WHAT THE TASK ASKS.
Retype the portion of the dog agility forum thread from "## Rundlemtn (Jan" to "(Apr 14, 2021)", word for word.

EXTRACT PROVIDED.
## Begin
# Agility: We have lift-off!



## PalouseDogs (Aug 14, 2013)

I entered an agility trial for the first time in over 20 years this weekend, with my boy, Pinyon, who is getting a late start in agility at age 6.5 years. Before I entered, I got his two VOM measurements to make sure he did not measure over 22 inches. It was very close! Both judges got 22 inches, which means he can jump 16" in preferred. If he had measured over 22", and had to jump 20" in preferred, I would have done NADAC instead of AKC. I really wanted to do AKC, because there are so many AKC agility trials compared to NADAC. So, very happy about that. 

Pinyon didn't have some issues I thought he'd have and did have issues I thought he wouldn't. The only equipment he's seen is my own, most of it bought 25 years ago. I thought he'd be wary of different contact equipment, but it was a complete non-issue. On the other hand, I was pretty sure he was ready for weaves, but he had a lot of trouble finding weave entrances. He kept getting better with every class. My theory is that he was either too excited to focus (He was WAY more excited than I expected) or that my weave poles have a wide, bright white base that he is used to cuing off of. The trial poles had a nearly invisible base in the grass. On his last run of the weekend, he nailed the weave pole entrance at speed and I was so thrilled, I yelled "YES!" and pulled him out of the poles. 

Being old and slow, I've emphasized stopped contacts and distance in training. Stopped contacts give me a chance to hobble around to where I need to be for the next sequence of obstacles. He was really good about holding his contacts and waiting for his release, except for a slip off the end of the teeter in his first Standard Q (in the video). 

We managed to pick up 2 Standard Qs, 1 JWW Q, and 1 FAST Q, all in Novice Preferred this weekend. 

A video of our very first Q in Novice Standard, which should give hope to all of the "athletically-challenged" handlers out there. 





Looking forward to new adventures in dog training with my best boy.


----------



## Rundlemtn (Jan 16, 2015)

Nicely done! This makes me want to go trial with my girl again right now! I gotta wait a couple more weeks still though.


----------



## ScoutTheGolden (Apr 14, 2021)

Thanks for sharing! I've been thinking about trying agility with my 3yr old girl. Seeing you start with a 6 yr old inspires me that we can do this, even if I didn't start from when she was a puppy!


----------



## njdglvr (May 9, 2020)

“A video of our very first Q in Novice Standard, which should give hope to all of the "athletically-challenged" handlers out there.”
## End
EXTRACTED INFORMATION.
## Begin
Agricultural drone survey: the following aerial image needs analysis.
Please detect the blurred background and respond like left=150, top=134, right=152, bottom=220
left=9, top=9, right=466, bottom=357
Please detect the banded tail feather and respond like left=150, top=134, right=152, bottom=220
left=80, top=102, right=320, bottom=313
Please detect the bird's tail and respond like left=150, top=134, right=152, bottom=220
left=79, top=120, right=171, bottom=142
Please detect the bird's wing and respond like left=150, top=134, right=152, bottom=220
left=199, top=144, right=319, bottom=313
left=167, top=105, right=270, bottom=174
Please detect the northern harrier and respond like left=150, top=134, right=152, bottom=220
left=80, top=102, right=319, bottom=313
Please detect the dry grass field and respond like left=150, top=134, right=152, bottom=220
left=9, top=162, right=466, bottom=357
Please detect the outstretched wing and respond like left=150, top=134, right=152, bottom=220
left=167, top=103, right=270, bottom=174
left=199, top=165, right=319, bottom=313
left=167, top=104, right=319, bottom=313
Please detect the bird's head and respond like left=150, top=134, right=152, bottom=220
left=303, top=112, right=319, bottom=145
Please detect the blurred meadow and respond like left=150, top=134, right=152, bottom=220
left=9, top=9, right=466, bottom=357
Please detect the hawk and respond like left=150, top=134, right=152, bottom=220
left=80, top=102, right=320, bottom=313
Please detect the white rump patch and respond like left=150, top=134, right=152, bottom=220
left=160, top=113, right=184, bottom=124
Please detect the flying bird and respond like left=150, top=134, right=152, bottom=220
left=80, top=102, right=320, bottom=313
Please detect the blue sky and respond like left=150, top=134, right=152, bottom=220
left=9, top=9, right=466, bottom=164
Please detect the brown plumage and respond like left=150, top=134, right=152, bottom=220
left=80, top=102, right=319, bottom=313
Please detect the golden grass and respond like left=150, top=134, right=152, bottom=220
## End
COMPLETED TASK.
## Rundlemtn (Jan 16, 2015)

Nicely done! This makes me want to go trial with my girl again right now! I gotta wait a couple more weeks still though.


----------



## ScoutTheGolden (Apr 14, 2021)